When players in the food system operate from such a position of power, farmers, consumers and their communities lose opportunities to make choices.  For instance, now that five seed companies – Aventis, Dow, DuPont, Monsanto and Syngenta – provide most of the world’s seed for our major crops, farmers have little choice in what to plant.  Moreover, five or six dominant global food manufacturers – including Nestle, Kraft, ConAgra and Unilever – are constantly trying to shape our food choices.  With just a few major food retailers worldwide, the purchasing managers at Wal-Mart, Ahold, Kroger and Tesco influence what we find available to eat.

 

Relationships between farmers and consumers, processors and supermarkets, government and business are changed when major decisions about food are made by those operating within just a few firms.  Decisions about food – besides water, the most essential and necessary element of life – are no longer made by governments, or the households they represent.  Instead decisions about who farms and who eats have moved from the potentially transparent and public arena of households, communities and governments to the private realm of a few boardrooms around the world.  More importantly, food decisions no longer rest primarily on taste, quality, nutrition, security and culture, but rather involve the bottom line of where and how food can be produced the cheapest and sold for the most profit.

 

How can you change the way decisions are made in the food system?  First, you can vote with your dollars.  Buying your food from a farmer whose face you can see and whose farm you can visit ensures that decisions about food production and consumption are negotiated between the two of you.  Shopping at a farmers’ market, stopping by a roadside stand, or belonging to a Community Supported Agriculture farm offers you the opportunity to decide which production practices you want to support and what kind of agricultural landscape you want to encourage.  Asking for locally produced foods when dining out or at the local supermarket is yet another way that eaters can assume responsibility for creating a different food system that supports viable community businesses in growing, processing and marketing food locally.

__Short task a__: Copy the pointing dataset records below line for line, with no changes.

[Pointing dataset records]

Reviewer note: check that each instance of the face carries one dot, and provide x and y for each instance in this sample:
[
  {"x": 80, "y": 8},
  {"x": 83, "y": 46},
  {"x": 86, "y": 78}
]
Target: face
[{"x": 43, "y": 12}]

__Short task b__: Decide whether each statement agrees with the food-system passage, and answer yes or no with the deciding words quoted from it: (i) Kroger is named among the major food retailers. (ii) Six seed companies provide most of the world's seed for major crops. (iii) Food decisions now rest primarily on taste and nutrition.

__Result a__:
Reviewer note: check that each instance of the face carries one dot, and provide x and y for each instance in this sample:
[
  {"x": 80, "y": 8},
  {"x": 83, "y": 46},
  {"x": 86, "y": 78}
]
Target: face
[{"x": 43, "y": 12}]

__Result b__:
(i) Yes: "the purchasing managers at Wal-Mart, Ahold, Kroger and Tesco influence what we find available to eat"
(ii) No: "five seed companies – Aventis, Dow, DuPont, Monsanto and Syngenta – provide most of the world’s seed for our major crops"
(iii) No: "food decisions no longer rest primarily on taste, quality, nutrition, security and culture"